[INSTRUCTION] Return the entries below verbatim, from the line containing "the woman's face" through the end of the entries, both ends included.

(Image point annotation entries)
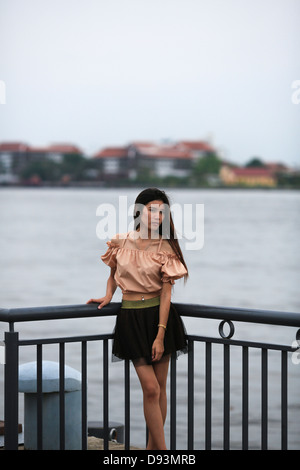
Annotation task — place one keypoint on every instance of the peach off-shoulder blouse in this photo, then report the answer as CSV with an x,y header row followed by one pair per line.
x,y
142,271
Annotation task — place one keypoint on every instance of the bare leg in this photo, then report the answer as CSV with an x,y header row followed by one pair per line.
x,y
153,380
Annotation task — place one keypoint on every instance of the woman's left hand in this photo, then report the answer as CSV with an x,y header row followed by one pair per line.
x,y
157,349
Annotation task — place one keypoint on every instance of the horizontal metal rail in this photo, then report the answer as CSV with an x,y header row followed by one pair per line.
x,y
225,341
61,312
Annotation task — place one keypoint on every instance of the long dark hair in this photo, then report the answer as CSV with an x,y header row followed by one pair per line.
x,y
153,194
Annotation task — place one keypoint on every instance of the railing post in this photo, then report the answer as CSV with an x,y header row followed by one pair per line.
x,y
11,398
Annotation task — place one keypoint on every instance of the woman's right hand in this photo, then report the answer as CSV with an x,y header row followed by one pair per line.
x,y
102,302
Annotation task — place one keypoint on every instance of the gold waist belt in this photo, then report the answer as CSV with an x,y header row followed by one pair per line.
x,y
141,303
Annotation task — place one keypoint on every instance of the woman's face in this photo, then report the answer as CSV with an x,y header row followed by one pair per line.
x,y
153,214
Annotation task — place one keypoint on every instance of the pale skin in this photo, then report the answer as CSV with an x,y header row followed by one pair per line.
x,y
153,378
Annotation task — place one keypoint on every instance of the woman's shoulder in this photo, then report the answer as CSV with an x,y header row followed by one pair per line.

[FINISHED ANSWER]
Annotation task — place one keypoint on every instance of the woman's face in this photo, then report the answer as CSV with an x,y header row followed by one pair per line.
x,y
153,214
Annotation task — place one keypoint on every instance of the pale skin in this photo, then report the answer as CSV with an x,y header row followed by one pair per line.
x,y
153,378
Annotation task — place one keypoint on every instance of the woman's shoulder in this photo, then report the answer as CSV with an x,y header row followed by one pair per line.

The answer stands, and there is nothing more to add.